- _INPUT DATA_:
--------------------------------------------------

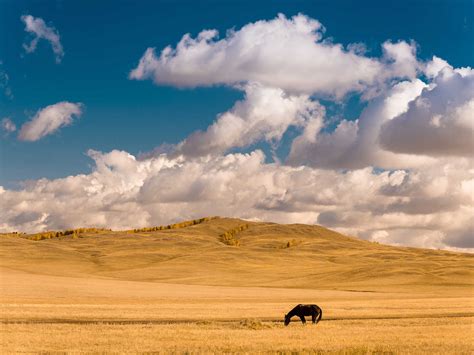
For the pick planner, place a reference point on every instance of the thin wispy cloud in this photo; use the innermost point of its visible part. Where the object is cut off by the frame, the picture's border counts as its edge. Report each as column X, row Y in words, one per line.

--------------------------------------------------

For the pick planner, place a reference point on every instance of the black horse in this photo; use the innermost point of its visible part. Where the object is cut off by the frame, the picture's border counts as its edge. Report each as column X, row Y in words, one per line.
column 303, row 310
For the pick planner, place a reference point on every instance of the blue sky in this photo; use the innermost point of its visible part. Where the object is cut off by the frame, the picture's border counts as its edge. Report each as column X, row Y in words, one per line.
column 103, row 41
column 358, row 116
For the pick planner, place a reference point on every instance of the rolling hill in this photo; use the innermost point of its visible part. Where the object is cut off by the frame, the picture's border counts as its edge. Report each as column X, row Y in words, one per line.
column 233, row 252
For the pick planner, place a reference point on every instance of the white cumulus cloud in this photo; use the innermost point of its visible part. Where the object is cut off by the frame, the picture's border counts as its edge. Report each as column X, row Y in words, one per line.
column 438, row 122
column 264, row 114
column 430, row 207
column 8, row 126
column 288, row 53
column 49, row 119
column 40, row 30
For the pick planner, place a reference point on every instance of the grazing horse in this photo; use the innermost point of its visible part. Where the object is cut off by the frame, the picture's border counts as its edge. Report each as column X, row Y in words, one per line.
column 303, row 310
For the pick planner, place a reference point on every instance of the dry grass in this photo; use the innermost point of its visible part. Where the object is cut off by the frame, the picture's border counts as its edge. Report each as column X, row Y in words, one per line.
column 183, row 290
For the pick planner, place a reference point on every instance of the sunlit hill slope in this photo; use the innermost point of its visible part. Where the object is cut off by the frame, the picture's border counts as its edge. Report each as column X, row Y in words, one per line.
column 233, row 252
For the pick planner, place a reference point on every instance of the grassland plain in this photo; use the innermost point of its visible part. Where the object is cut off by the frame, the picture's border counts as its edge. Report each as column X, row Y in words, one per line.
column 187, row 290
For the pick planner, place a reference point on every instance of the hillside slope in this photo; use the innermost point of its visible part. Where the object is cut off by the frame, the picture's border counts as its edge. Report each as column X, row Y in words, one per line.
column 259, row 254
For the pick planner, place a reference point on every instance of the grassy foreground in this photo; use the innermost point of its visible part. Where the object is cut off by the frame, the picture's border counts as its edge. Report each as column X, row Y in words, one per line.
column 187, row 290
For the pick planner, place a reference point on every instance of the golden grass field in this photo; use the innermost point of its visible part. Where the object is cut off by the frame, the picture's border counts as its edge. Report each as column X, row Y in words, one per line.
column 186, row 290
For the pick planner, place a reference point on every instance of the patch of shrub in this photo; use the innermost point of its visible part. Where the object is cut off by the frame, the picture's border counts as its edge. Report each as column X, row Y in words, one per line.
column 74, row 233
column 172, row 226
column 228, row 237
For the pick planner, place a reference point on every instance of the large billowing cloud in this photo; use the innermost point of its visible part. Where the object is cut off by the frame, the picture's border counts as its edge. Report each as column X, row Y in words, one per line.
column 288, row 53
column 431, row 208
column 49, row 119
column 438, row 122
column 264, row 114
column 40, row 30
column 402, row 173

--------------------------------------------------

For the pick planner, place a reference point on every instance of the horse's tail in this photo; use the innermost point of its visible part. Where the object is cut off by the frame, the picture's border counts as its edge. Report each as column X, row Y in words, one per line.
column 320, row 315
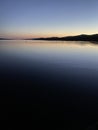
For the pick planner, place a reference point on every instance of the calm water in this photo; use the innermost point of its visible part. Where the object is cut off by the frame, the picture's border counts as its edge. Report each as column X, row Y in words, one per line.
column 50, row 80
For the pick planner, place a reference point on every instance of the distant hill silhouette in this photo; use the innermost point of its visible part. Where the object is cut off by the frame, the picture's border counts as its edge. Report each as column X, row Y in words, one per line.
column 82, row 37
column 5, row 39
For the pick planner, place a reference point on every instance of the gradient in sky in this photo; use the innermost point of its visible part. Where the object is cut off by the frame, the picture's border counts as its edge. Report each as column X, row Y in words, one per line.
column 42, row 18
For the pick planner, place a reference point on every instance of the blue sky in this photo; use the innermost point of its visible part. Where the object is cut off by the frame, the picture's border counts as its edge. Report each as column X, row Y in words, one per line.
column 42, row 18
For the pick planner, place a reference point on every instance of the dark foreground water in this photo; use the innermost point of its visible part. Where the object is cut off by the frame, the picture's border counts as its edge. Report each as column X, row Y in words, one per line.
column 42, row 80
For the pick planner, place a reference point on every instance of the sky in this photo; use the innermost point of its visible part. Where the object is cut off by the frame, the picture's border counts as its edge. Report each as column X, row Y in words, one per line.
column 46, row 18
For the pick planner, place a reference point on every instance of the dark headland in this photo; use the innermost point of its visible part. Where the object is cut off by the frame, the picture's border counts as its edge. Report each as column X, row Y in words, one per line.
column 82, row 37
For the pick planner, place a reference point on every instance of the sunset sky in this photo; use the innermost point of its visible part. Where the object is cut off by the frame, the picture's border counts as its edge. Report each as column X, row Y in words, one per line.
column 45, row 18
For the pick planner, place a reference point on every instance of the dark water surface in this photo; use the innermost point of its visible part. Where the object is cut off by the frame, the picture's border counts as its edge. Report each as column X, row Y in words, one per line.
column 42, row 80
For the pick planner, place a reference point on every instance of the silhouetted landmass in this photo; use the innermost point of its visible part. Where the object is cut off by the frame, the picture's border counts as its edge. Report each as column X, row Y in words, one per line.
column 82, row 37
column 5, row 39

--------------------------------------------------

- _AIM OF THE TASK_:
Turn the material above into a JSON list of strings, starting at the line that contains "of the golden" and ending at the line that contains "column 402, row 173", with both of those lines included. Give one string per line and leave out blank lines.

- _SOLUTION BELOW_:
[
  "For the pick planner, place a reference point on every instance of the golden grass field in this photo; use the innermost point of its visible part. Where the object is cut off by the frame, the picture's border counts as its edge. Report each as column X, row Y in words, one per line.",
  "column 186, row 290",
  "For the pick planner, place a reference point on every instance of the patch of shrub in this photo; use the innermost point of its visible part. Where the object is cut off by the frame, the picture's border counts as its edge. Report each as column X, row Y in words, one per line.",
  "column 74, row 233",
  "column 172, row 226",
  "column 228, row 237",
  "For the pick planner, place a reference point on every instance of the large billowing cloud in this photo; use the innermost point of its visible part. Where the object is cut off by the frame, the picture's border counts as its edge. Report each as column X, row Y in words, one per line.",
  "column 288, row 53",
  "column 431, row 208",
  "column 49, row 119",
  "column 438, row 122",
  "column 264, row 114",
  "column 40, row 30",
  "column 402, row 173"
]